▶ [Required action]: Continue the court order in Fano Family v. American Samoa Government from the point after its final sentence.

High Court of American Samoa, 2004

Fano Family v. American Samoa Government

Fano Family v. American Samoa Government
High Court of American Samoa · Decided December 8, 2004 · Richmond, Tapopo
9 Am. Samoa 3d 245

Fano Family v. American Samoa Government

Opinion of the Court

ORDER DENYING MOTION FOR RECONSIDERATION AND DISMISSING ACTION

Introduction

In 1965, through condemnation proceedings, Defendant American Samoan Government (“ASG”) acquired communal land in Fagaalu owned by the Fano family (“Plaintiffs”). Upon such land, ASG constructed the Lyndon B. Johnson Tropical Medical Center (“LBJ”). In 2003, LBJ began additional construction of a new building and a stream relocation project within the condemned portion of the property. On October 5, 2004, Plaintiffs filed a motion for a temporary restraining order and an application for a preliminary injunction to enjoin ASG from the LBJ construction projects, arguing that the construction was a wrongful occupation and interfered with the use and enjoyment of family lands. On October 6, 2004, we granted the motion for a temporary restraining order stopping the construction.

▶ [Raw data]:
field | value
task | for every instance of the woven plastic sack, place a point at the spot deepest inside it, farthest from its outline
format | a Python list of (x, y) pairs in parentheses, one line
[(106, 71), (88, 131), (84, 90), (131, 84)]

▶ [The answer]:
On October 13, 2004, we heard Plaintiffs’ application for a preliminary injunction. On October 26, 2004, we denied Plaintiffs’ application with regard to their quiet title action, concluding that because Plaintiffs’ were afforded due process and adequately compensated at the time of condemnation, ASG properly exercised its eminent domain powers and that the affected land at issue was therefore owned by ASG. In determining such, we requested the parties to provide submissions as to why this action should not be dismissed altogether.

Having considered the memoranda in support of Plaintiffs’ motions for reconsideration of our denial of the application for a preliminary injunction and for leave to file an amended complaint, as well as the parties’ arguments during a November 22, 2004 hearing on this issue, we deny both motions and now dismiss this action.

Discussion

We will not repeat in detail our legal reasoning set forth in our earlier order denying Plaintiffs’ application for a preliminary injunction. Because we regard that order as a correct interpretation of the law of eminent domain, as applicable to this action, we only reiterate the holding to clarify the misgivings expressed by Plaintiffs in their motions for reconsideration and for leave to file an amended complaint.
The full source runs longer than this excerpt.